[Required work]
Report each line of the material below that contains the string "cloud", and copy every such line in full.

[Source material]
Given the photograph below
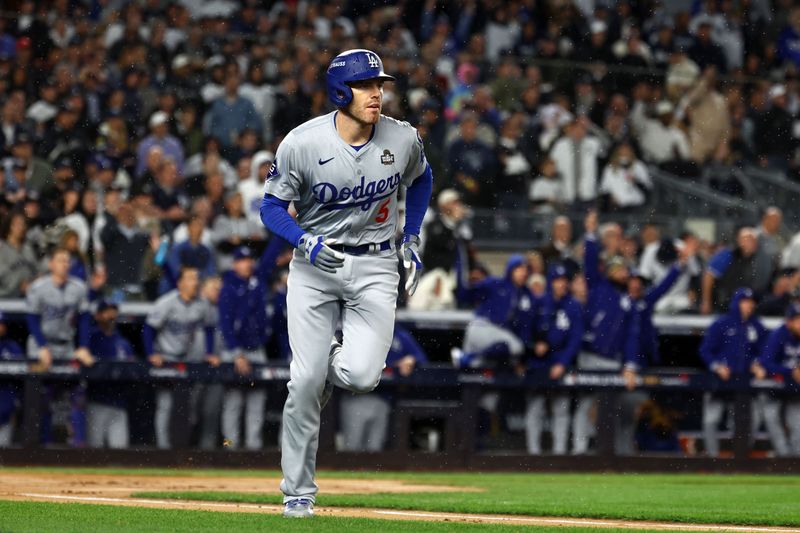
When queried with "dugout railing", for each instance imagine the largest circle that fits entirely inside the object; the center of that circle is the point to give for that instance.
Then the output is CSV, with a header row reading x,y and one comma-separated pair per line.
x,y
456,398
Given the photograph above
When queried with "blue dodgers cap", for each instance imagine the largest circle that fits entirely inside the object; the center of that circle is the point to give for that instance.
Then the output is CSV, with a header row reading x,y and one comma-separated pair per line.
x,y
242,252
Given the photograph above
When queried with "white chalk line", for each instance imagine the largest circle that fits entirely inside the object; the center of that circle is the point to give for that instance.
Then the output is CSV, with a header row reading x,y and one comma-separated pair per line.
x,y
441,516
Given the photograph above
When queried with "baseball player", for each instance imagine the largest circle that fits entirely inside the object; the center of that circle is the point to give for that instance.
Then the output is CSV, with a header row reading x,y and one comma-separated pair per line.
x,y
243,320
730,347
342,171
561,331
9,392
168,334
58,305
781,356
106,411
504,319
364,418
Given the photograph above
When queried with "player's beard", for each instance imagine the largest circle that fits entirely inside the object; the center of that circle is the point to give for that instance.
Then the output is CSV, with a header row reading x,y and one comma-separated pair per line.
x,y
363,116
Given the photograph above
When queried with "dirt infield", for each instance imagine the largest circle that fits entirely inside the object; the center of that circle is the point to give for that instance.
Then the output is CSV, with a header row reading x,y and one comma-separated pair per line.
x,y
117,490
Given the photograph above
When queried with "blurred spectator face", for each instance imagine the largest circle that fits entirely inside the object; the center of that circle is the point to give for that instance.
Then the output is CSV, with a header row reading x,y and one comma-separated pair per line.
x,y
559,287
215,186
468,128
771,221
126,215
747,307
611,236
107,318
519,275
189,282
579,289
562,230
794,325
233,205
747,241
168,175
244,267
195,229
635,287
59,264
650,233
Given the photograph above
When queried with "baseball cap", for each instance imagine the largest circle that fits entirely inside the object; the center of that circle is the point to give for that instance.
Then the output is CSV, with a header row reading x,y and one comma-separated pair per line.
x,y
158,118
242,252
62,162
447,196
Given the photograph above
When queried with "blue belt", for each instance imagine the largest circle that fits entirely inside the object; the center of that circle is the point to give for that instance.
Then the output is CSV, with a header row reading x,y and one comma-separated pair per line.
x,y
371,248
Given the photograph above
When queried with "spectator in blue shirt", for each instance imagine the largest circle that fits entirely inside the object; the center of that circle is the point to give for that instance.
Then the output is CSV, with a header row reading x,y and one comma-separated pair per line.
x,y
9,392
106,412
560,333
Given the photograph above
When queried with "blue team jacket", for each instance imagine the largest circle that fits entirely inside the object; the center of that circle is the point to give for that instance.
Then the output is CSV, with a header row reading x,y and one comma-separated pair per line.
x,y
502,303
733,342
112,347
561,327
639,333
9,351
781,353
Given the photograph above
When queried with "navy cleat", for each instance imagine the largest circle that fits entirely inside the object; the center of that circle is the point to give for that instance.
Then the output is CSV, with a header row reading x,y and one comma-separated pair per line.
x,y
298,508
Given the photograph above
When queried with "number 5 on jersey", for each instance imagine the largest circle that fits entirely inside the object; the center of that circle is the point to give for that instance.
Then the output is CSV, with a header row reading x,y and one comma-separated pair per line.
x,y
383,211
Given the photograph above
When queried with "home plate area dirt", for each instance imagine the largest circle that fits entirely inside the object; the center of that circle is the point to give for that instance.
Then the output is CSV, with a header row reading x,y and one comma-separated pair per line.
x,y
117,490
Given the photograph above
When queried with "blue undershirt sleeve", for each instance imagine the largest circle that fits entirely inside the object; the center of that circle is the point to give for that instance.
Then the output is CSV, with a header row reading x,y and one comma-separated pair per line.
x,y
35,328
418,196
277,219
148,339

--

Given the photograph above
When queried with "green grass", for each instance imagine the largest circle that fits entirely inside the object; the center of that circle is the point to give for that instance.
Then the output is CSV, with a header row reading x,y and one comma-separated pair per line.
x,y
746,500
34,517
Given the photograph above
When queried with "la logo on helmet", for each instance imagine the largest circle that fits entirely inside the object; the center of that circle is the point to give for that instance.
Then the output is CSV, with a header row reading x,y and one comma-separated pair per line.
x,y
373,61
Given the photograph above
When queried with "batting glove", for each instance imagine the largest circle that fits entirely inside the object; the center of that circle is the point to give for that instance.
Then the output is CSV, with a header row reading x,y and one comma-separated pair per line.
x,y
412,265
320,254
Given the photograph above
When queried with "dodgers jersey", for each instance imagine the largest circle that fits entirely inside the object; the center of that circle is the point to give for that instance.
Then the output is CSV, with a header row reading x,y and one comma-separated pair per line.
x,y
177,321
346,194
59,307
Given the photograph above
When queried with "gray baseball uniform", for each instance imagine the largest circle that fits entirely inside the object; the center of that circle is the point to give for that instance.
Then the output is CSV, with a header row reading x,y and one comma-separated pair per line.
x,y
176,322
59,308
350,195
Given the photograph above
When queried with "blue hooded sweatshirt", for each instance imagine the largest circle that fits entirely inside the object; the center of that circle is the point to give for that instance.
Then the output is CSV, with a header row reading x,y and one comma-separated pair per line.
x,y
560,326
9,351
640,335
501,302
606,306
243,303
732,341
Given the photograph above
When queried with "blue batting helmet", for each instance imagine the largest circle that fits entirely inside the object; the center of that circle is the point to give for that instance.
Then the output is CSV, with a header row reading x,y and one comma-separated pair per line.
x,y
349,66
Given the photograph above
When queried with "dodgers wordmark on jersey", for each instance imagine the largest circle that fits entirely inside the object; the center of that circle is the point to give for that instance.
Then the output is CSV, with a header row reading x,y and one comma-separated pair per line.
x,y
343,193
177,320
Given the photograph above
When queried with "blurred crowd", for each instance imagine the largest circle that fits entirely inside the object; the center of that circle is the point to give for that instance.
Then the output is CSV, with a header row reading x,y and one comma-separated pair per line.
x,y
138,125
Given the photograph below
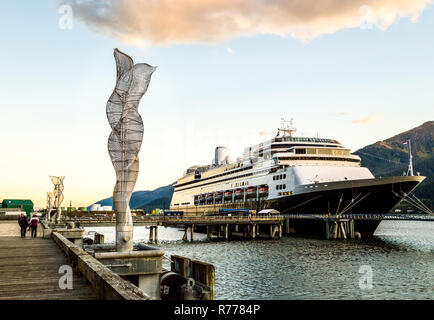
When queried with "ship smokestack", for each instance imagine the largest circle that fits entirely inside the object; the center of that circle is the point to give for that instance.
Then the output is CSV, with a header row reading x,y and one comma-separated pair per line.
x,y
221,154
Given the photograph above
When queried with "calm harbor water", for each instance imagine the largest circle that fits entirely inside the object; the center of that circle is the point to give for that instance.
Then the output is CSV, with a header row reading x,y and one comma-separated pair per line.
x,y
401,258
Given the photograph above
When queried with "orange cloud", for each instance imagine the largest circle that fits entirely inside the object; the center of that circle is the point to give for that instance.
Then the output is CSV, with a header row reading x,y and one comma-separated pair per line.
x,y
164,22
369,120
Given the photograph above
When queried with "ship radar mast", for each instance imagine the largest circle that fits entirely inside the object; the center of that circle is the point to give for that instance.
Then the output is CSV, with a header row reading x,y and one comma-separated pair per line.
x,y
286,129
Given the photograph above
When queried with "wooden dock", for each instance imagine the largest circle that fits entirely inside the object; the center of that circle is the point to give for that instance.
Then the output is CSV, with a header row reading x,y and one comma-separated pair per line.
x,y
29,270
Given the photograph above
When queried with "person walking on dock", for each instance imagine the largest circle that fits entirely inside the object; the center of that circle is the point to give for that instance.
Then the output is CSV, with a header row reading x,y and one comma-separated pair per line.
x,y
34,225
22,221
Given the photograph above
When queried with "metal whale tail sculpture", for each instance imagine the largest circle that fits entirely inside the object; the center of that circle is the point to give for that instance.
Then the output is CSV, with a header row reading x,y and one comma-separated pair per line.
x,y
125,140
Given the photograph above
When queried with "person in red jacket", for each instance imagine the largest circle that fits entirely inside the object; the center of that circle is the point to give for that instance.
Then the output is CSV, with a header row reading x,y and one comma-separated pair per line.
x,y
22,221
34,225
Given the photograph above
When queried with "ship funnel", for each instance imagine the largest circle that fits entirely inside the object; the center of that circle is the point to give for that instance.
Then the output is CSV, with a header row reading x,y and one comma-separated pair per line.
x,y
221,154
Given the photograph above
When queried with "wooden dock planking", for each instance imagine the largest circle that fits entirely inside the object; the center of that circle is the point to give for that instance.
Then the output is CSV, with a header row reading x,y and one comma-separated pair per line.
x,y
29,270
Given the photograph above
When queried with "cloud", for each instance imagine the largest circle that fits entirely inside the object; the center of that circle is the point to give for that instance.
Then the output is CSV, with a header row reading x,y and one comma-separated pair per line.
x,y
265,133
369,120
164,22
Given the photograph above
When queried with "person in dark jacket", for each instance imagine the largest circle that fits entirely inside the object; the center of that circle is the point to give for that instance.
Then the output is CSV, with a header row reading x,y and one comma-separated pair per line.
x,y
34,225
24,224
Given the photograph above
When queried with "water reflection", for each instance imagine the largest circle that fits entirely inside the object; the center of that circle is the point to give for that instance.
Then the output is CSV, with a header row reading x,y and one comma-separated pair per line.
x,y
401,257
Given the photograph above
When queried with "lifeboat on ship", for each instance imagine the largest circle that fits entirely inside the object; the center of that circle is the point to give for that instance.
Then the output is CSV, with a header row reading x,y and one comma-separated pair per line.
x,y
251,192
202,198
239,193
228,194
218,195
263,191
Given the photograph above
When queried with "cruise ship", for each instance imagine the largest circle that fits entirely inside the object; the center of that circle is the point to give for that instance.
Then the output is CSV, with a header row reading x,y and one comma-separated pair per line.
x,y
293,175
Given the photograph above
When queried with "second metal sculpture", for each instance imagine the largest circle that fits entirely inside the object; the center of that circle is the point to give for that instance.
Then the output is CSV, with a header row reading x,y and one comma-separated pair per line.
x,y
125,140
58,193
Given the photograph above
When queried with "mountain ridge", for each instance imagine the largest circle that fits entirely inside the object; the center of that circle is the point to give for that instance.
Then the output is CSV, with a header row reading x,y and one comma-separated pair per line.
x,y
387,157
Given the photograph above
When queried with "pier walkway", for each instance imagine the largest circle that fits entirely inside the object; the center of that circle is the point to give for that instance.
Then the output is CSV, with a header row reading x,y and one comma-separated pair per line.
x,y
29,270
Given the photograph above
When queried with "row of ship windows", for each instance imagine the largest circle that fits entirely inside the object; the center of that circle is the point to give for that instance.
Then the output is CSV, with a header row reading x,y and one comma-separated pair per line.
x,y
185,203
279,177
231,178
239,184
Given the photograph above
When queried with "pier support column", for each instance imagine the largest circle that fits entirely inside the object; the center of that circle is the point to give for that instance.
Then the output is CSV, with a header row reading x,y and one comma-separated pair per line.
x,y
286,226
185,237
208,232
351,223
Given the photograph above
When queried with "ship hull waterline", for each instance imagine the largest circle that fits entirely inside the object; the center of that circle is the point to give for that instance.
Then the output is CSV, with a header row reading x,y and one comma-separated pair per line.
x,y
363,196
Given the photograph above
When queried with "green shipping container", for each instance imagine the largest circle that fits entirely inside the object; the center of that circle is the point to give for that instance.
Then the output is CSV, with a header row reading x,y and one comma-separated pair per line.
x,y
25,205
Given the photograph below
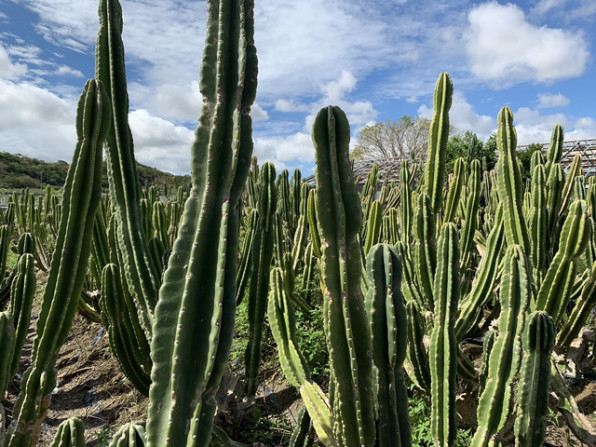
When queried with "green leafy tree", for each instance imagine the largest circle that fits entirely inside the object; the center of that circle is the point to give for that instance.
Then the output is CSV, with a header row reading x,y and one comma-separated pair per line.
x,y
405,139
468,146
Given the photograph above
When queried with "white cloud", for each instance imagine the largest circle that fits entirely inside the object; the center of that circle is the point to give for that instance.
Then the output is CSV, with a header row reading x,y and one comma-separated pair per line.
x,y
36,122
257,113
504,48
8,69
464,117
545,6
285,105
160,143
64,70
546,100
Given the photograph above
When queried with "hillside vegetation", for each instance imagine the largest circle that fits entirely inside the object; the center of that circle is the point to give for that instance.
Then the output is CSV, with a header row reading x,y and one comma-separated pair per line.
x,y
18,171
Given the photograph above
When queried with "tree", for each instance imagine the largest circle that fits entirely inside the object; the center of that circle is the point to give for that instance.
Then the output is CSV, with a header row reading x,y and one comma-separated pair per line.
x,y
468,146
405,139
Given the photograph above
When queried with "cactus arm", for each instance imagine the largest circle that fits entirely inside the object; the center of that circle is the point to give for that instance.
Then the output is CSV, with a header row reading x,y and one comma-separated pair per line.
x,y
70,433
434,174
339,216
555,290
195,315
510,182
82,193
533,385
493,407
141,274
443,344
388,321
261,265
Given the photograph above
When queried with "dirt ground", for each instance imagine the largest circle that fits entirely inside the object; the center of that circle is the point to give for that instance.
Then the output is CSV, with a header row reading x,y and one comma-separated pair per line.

==

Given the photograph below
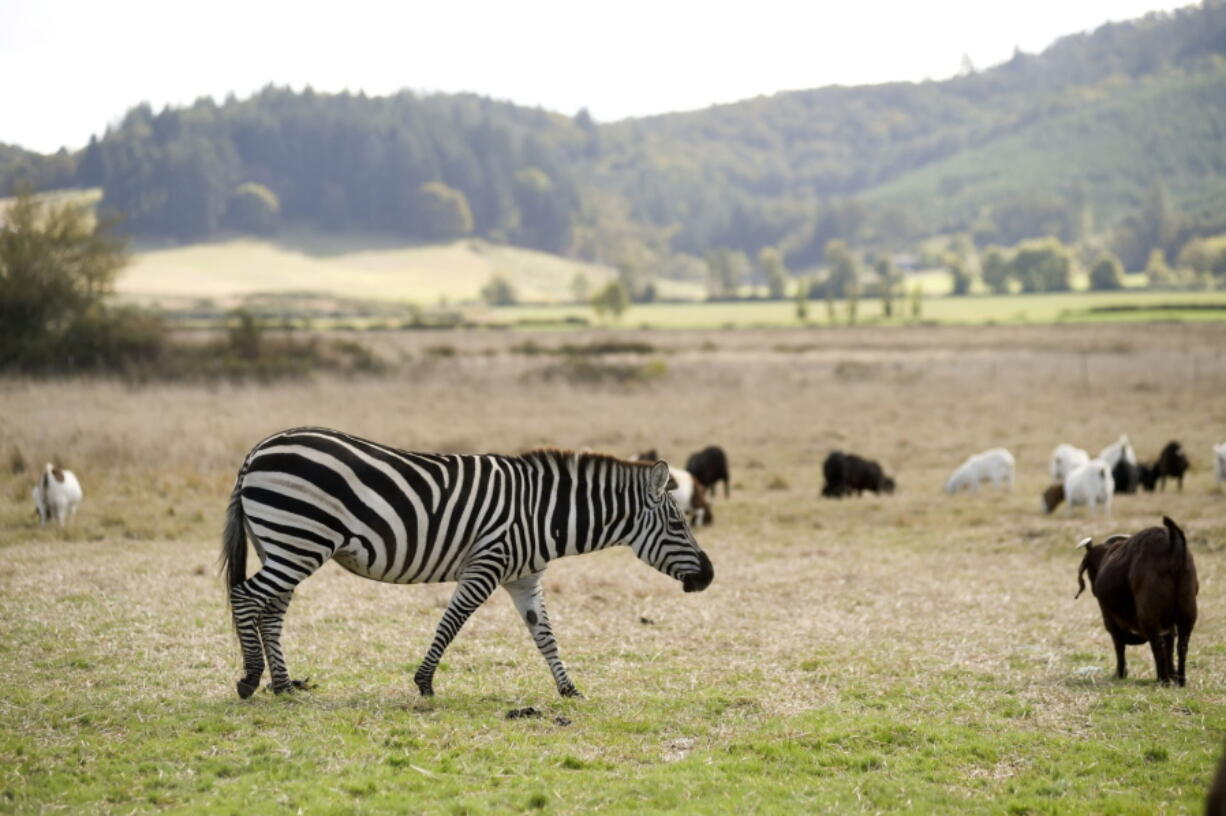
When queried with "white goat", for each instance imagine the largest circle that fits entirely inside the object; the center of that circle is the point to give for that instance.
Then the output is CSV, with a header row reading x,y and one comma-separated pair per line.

[Expected answer]
When queried with "orange cloud", for each instance imagine the largest circle that fits entirely inside the object; the center of that circle is the point to give for that instance.
When queried with "cloud", for each instance imagine the largest circle that fits entirely inside the object; the center of that circle is the point to give for that instance.
When queried with "white cloud", for each instance imagine the largest circle that fits entirely inside the object; the center of that circle is the point to give for that instance.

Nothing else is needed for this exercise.